[EXTRAIT DU DOCUMENT]
Pilier du commerce extérieur français, la filière aéronautique a renoué l’an dernier avec son activité prépandémique grâce à ses performances à l’export, dans le civil comme dans le militaire. Le Groupement des industries françaises aéronautiques et spatiales (Gifas), qui vient de publier son bilan 2024, appelle néanmoins à une relance de la commande publique. Explications.
A quelques semaines du Salon du Bourget, qui se tiendra du 16 au 22 juin, c’est une bonne nouvelle pour les grandes entreprises, mais aussi toutes les PME, ETI et start-up qui composent les trois quarts du secteur en France. Avec un chiffre d’affaires global de 77,7 milliards d’euros (Md EUR), en croissance de 10 % par rapport à 2023, le niveau d’activité dépasse désormais celui d’avant la pandémie de Covid-19.
L’aéronautique civile, qui représente 74 % de l’activité de la filière, a enregistré un chiffre d’affaires de 57,4 Md d’euros grâce à une hausse des livraisons, mais c’est le secteur de la défense, contexte géopolitique oblige, qui a tiré la croissance du secteur en 2024 avec un chiffre d’affaires en hausse de 13 %, à 20,3 Md EUR.
Des carnets de commandes bien remplis
Alors que les livraisons militaires sur le marché national ont progressé de 19 %, celles à l’export se sont envolées de 19 %. En outre, l’aéronautique militaire a fait le plein de commandes internationales l’an dernier. Elles ont en effet enregistré une hausse spectaculaire de 77 %, qui compense le recul de 33 % du ministère des Armées et la stabilité des commandes civiles, alors que celles de l’ensemble de la filière ont progressé de 5 %, à 74,8 Md EUR.
Ces bons résultats demeurent cependant fragiles, estime le Gifas, notamment en raison d’une inflation cumulée de près de 18 % depuis cinq ans.

Données d'ancrage texte-région:
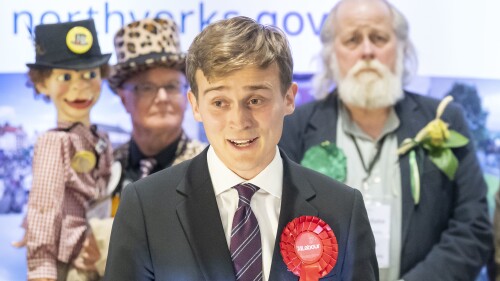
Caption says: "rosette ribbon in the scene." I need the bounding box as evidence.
[280,216,338,281]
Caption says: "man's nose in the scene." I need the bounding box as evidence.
[362,38,375,60]
[231,105,252,129]
[156,87,169,101]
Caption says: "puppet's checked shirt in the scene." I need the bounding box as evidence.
[27,123,112,279]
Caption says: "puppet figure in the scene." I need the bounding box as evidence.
[26,20,112,280]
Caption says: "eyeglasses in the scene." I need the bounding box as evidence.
[121,83,188,98]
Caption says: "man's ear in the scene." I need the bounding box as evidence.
[188,90,202,122]
[284,82,299,115]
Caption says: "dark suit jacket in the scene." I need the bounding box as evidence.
[279,92,492,281]
[104,150,378,281]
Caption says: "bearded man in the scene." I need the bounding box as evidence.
[280,0,492,281]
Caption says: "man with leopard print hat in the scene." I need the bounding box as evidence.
[108,19,205,201]
[89,19,206,275]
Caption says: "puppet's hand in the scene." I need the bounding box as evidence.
[73,232,101,271]
[10,232,28,248]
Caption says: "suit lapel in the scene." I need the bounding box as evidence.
[395,93,426,245]
[177,149,235,280]
[269,151,318,281]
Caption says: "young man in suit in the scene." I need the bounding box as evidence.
[280,0,492,281]
[105,17,378,281]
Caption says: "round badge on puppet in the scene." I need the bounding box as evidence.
[66,26,94,54]
[71,150,96,173]
[280,216,339,281]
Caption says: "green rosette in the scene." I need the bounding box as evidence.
[300,141,347,182]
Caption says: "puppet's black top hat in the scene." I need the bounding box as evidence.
[26,19,111,70]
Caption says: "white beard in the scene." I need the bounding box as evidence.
[331,49,403,109]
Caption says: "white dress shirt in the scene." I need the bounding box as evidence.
[207,147,283,281]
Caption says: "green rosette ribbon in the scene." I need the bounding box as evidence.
[300,141,347,182]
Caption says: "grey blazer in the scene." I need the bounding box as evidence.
[104,150,378,281]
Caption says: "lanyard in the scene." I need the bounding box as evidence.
[350,134,387,189]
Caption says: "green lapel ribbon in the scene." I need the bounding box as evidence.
[300,141,347,182]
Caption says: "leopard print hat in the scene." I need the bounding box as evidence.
[108,18,186,93]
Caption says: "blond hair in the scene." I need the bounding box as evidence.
[186,16,293,97]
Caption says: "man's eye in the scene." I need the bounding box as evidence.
[250,99,262,105]
[57,73,71,82]
[137,84,157,93]
[163,84,181,94]
[82,71,97,80]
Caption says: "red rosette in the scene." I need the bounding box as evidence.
[280,216,339,281]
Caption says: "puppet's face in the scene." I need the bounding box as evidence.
[36,68,101,125]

[CONSIGNE 1]
Traduisez en anglais cette phrase de l'extrait sur la filière aéronautique : « Ces bons résultats demeurent cependant fragiles, estime le Gifas, notamment en raison d'une inflation cumulée de près de 18 % depuis cinq ans. »
[CONSIGNE 2]
Poursuivez l'extrait sur la filière aéronautique à partir de sa dernière phrase.

[VOTRE RÉPONSE 1]
These good results nevertheless remain fragile, according to Gifas, notably because of cumulative inflation of nearly 18% over the past five years.

[VOTRE RÉPONSE 2]
Reste que c’est l’export qui a tiré l’ensemble du secteur de la crise après quatre années difficiles. En 2024, 82 % du chiffres d’affaires global ont été réalisés hors des frontières nationales. Cette forte internationalisation tient certes à l’excellente réputation de l’aéronautique tricolore partout dans le monde et, dans le civil, aux déboires du concurrent américain Boeing, mais aussi à une volonté de la filière.
Un référentiel international pour la supply chain
Le Gifas a par exemple accompagné en 2024 une centaine d’entreprises (sur un total de 517 entreprises membres) sur des salons et des missions à l’étranger.
Par ailleurs, alors que la supply chain connaît toujours des tensions sur les matières premières (titane, aciers spéciaux, composants), le syndicat professionnel a lancé une initiative à vocation internationale qui commence à porter ses fruits.
Mis en place début 2024 avec pour objectif l’utilisation d’un référentiel commun par tous les grands donneurs d’ordre afin de booster la performance industrielle, le programme Aéro Excellence a récemment rejoint par des entreprises britanniques et allemandes et est aujourd’hui porté hors des frontières hexagonales par l’association Aéro Excellence Export. Avec un total, pour l’instant, de 111 entreprises et 164 sites industriels, cette initiative nourrit désormais l’ambition de faire de ce référentiel un standard mondial.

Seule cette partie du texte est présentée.